Stated goal A:
Rewrite the radar navigation text from "With only the" up to and including "you there !", putting "sailboat" in place of "yacht".
Stated goal B:
In the radar navigation text, what was radar originally called in Britain?

Quoted text:
┄┄┄┄┄┄┄┄┄┄

The sea has no roads...
With only the Sun or the Moon above your head...and clear blue waters till as far as your eyes can see...how do you navigate your prized yacht?...without getting lost or getting into a ship as huge as the horizon at night?...unless you know how to use the stars to guide you back home...WHAT DO YOU DO?
Radio Detection and Ranging - commonly known as RADAR - is the way to take you there !
NAVIGATION
Navigation is the science of getting ships, aircraft, or spacecraft from place to place; especially : the method of determining position, course, and distance traveled. (Courtesy : www.m-w.com)
From olden days, where techniques Mariner's Compasses were used to chart courses by seeing the stars, to modern-day satellite-coordinated techniques - navigation has come a long way.
RADARs estimate the distance between the SOURCE of the RADAR and neighbouring BODIES within its range.
WHAT, WHEN, WHERE, HOW ?
WHAT? - Radar is a system that uses electromagnetic waves to identify the range, altitude, direction, or speed of both moving and fixed objects such as aircraft, ships, motor vehicles, weather formations, and terrain. The term RADAR was coined in 1941 as an acronym for Radio Detection and Ranging.
Radar was originally called RDF (Radio Direction Finder) in Britain.
WHEN? - First instances of the use of a RADAR are as old as 1904, but the main development of this technology happened in the beginning of World War II, where the need for such a system precipitated.

┄┄┄┄┄┄┄┄┄┄

Given material:
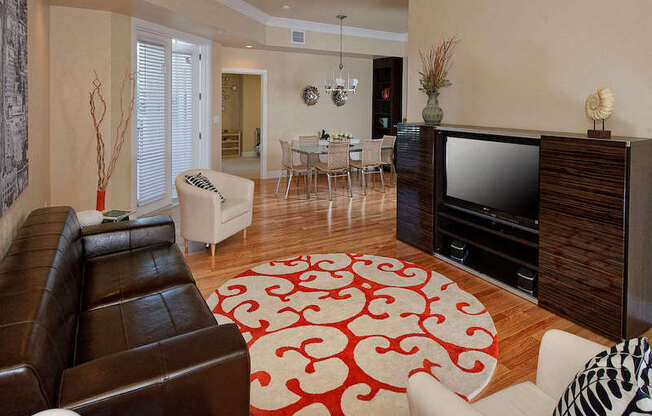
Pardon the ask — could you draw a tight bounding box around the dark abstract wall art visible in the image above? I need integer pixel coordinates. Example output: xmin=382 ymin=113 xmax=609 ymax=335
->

┄┄┄┄┄┄┄┄┄┄

Finished answer A:
With only the Sun or the Moon above your head...and clear blue waters till as far as your eyes can see...how do you navigate your prized sailboat?...without getting lost or getting into a ship as huge as the horizon at night?...unless you know how to use the stars to guide you back home...WHAT DO YOU DO?
Radio Detection and Ranging - commonly known as RADAR - is the way to take you there !

Finished answer B:
RDF (Radio Direction Finder).